*Text under study*.
◆ ◆ ◆

After generating the plot above, I was curious about how the amount of variance explained changed with the size of the fingerprint. Intuitively, one would think that when we reduce the size of the fingerprint, the amount of variance explained by a fixed number of principal components would increase. Of course, there is a trade-off here, when we decrease the size of the fingerprint we increase the probability of bit collisions and reduce our ability to discriminate between similar molecules. In the figure below, we use the function defined above to perform the same evaluation for 512, 1024, and 2048 bit fingerprints. As we can see in the plot below, the amount of variation explained by the principal components doesn’t change a lot as we change the fingerprint size.
Based on the analysis above, it looks like 50 principal components should provide us with a reasonably good representation of our chemical space. We can generate the t-sne representation with a couple lines of code.
from sklearn.manifold import TSNE
%time crds_embedded = TSNE(n_components=2).fit_transform(crds)
If we plot this, we can see that a subset of the active compounds are very different from the decoys, while others appear to be within the distribution encompassed by the decoys.
Let’s take a look at what happens if we use this data to build a predictive model. I built a Random Forest model with this data, then colored the plot above to indicate which molecules were predicted as true positive (TP), false positive (FP), true negative (TN), and false negative (FN). As might be expected, the active molecules that sit outside the distribution of the decoys were predicted correctly, while those that sit inside the decoy distribution were incorrectly predicted as false negatives.
For me, there are a few take-homes from this exercise.
- If you are going to plot principal components, check the amount of variance that is accounted for by the first couple of principal components. If that number is small, consider another representation.
- T-sne provides a reasonably good way of comparing the chemical space covered by datasets.
- Coloring a low dimensional representation to indicate model performance can provide some insights into which molecules in your test set are being correctly predicted.
As usual, the code for this exercise is available on GitHub. In this case, there are two Jupyter notebooks. The first, 2_visualizing_chemical_space.ipynb describes how to set up the PCA and t-sne visualizations. The second 3_running_a_predictive model.ipynb shows how to build a predictive model and use the coordinates generated using t-sne to visualize the performance of the model. In order to make it easier to run the notebooks that I’ve created, I’ve started to put everything into a single Git repo. I’ve also created a Binder environment for this repo so that people can run the notebooks without installing any software.
I've found the t-sne implementation in scikit-learn is good for datasets containing thousands or even tens of thousands of molecules but is a bit too slow to handle larger datasets. In a future post, we’ll take a look at a few alternative implementations that can work with larger datasets.

◆ ◆ ◆

[Natural-language object grounding data]

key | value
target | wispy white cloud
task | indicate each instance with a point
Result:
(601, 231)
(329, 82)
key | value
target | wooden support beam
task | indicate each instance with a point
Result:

◆ ◆ ◆

*To do*. In the text on visualizing chemical space, how many principal components should give a reasonably good representation of the chemical space?

*Solution to this exercise*. 50 principal components.